Task directions → Copy the records below exactly, leaving out every picture.

Box annotations for photos →
------------------------
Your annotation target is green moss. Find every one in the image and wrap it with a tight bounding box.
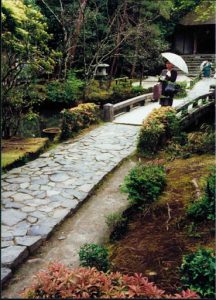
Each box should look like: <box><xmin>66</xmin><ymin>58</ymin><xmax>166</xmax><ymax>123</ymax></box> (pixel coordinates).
<box><xmin>158</xmin><ymin>154</ymin><xmax>215</xmax><ymax>206</ymax></box>
<box><xmin>1</xmin><ymin>138</ymin><xmax>49</xmax><ymax>170</ymax></box>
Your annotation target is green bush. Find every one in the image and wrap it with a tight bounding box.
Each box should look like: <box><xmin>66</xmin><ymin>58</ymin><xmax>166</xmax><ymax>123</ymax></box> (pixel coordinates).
<box><xmin>131</xmin><ymin>85</ymin><xmax>144</xmax><ymax>96</ymax></box>
<box><xmin>187</xmin><ymin>168</ymin><xmax>216</xmax><ymax>221</ymax></box>
<box><xmin>47</xmin><ymin>72</ymin><xmax>84</xmax><ymax>104</ymax></box>
<box><xmin>106</xmin><ymin>212</ymin><xmax>128</xmax><ymax>241</ymax></box>
<box><xmin>122</xmin><ymin>165</ymin><xmax>166</xmax><ymax>208</ymax></box>
<box><xmin>137</xmin><ymin>107</ymin><xmax>180</xmax><ymax>156</ymax></box>
<box><xmin>60</xmin><ymin>103</ymin><xmax>100</xmax><ymax>139</ymax></box>
<box><xmin>79</xmin><ymin>244</ymin><xmax>109</xmax><ymax>272</ymax></box>
<box><xmin>175</xmin><ymin>81</ymin><xmax>187</xmax><ymax>98</ymax></box>
<box><xmin>180</xmin><ymin>248</ymin><xmax>215</xmax><ymax>299</ymax></box>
------------------------
Expected answer →
Your annotation target is green moss. Find every one in the image and wrap it with a tight bounding box.
Each box should look like: <box><xmin>66</xmin><ymin>58</ymin><xmax>166</xmax><ymax>123</ymax></box> (pixel coordinates).
<box><xmin>158</xmin><ymin>154</ymin><xmax>215</xmax><ymax>206</ymax></box>
<box><xmin>1</xmin><ymin>138</ymin><xmax>49</xmax><ymax>170</ymax></box>
Your annotation target is green bush. Find every one in the image and wrap it with a tight bounding box.
Each box should look like: <box><xmin>66</xmin><ymin>58</ymin><xmax>166</xmax><ymax>123</ymax></box> (pixel coordinates).
<box><xmin>131</xmin><ymin>85</ymin><xmax>144</xmax><ymax>96</ymax></box>
<box><xmin>187</xmin><ymin>168</ymin><xmax>216</xmax><ymax>221</ymax></box>
<box><xmin>47</xmin><ymin>72</ymin><xmax>84</xmax><ymax>104</ymax></box>
<box><xmin>106</xmin><ymin>212</ymin><xmax>128</xmax><ymax>241</ymax></box>
<box><xmin>122</xmin><ymin>165</ymin><xmax>166</xmax><ymax>208</ymax></box>
<box><xmin>137</xmin><ymin>107</ymin><xmax>180</xmax><ymax>156</ymax></box>
<box><xmin>60</xmin><ymin>103</ymin><xmax>100</xmax><ymax>139</ymax></box>
<box><xmin>79</xmin><ymin>244</ymin><xmax>109</xmax><ymax>272</ymax></box>
<box><xmin>175</xmin><ymin>81</ymin><xmax>187</xmax><ymax>98</ymax></box>
<box><xmin>180</xmin><ymin>248</ymin><xmax>215</xmax><ymax>299</ymax></box>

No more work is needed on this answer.